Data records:
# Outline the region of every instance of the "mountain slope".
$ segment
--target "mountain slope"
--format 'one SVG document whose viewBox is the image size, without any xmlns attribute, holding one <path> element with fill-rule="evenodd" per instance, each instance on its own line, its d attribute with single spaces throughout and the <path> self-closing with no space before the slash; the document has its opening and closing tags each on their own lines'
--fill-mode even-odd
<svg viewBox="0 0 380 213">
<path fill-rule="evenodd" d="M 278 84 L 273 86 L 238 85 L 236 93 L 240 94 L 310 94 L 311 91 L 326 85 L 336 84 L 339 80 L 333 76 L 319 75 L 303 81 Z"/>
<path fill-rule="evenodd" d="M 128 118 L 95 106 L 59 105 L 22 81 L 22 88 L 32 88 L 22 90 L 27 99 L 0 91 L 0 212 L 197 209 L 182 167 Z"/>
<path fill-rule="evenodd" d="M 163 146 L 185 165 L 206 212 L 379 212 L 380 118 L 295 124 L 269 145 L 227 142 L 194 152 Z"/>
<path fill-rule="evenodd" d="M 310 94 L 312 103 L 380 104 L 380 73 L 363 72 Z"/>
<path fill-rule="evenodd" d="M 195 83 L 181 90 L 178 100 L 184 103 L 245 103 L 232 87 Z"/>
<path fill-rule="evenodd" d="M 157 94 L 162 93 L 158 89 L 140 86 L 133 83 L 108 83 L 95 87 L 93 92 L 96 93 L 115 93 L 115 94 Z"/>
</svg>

**Objective:**
Copy every line of the items above without any changes.

**Answer for the task:**
# Outline the region of every instance of the "mountain slope".
$ segment
--target "mountain slope"
--format 'one SVG document whose viewBox is the image size, without any xmlns attribute, holding one <path> element with fill-rule="evenodd" per instance, each instance on its own line, its d attribute with single spaces throughout and the <path> self-closing with no space before the slash; the document has its opening and closing tags each on their own lines'
--fill-mode even-odd
<svg viewBox="0 0 380 213">
<path fill-rule="evenodd" d="M 278 84 L 273 86 L 238 85 L 236 93 L 240 94 L 310 94 L 311 91 L 326 85 L 336 84 L 339 80 L 333 76 L 319 75 L 303 81 Z"/>
<path fill-rule="evenodd" d="M 128 118 L 95 106 L 59 105 L 22 81 L 22 88 L 32 88 L 22 90 L 27 99 L 0 91 L 0 212 L 197 209 L 182 167 Z"/>
<path fill-rule="evenodd" d="M 163 146 L 185 165 L 206 212 L 379 212 L 380 118 L 295 124 L 269 145 L 227 142 L 194 152 Z"/>
<path fill-rule="evenodd" d="M 310 94 L 312 103 L 380 104 L 380 73 L 363 72 Z"/>
<path fill-rule="evenodd" d="M 195 83 L 181 90 L 178 100 L 184 103 L 245 103 L 232 87 Z"/>
<path fill-rule="evenodd" d="M 157 94 L 162 93 L 158 89 L 140 86 L 133 83 L 108 83 L 95 87 L 93 92 L 96 93 L 115 93 L 115 94 Z"/>
</svg>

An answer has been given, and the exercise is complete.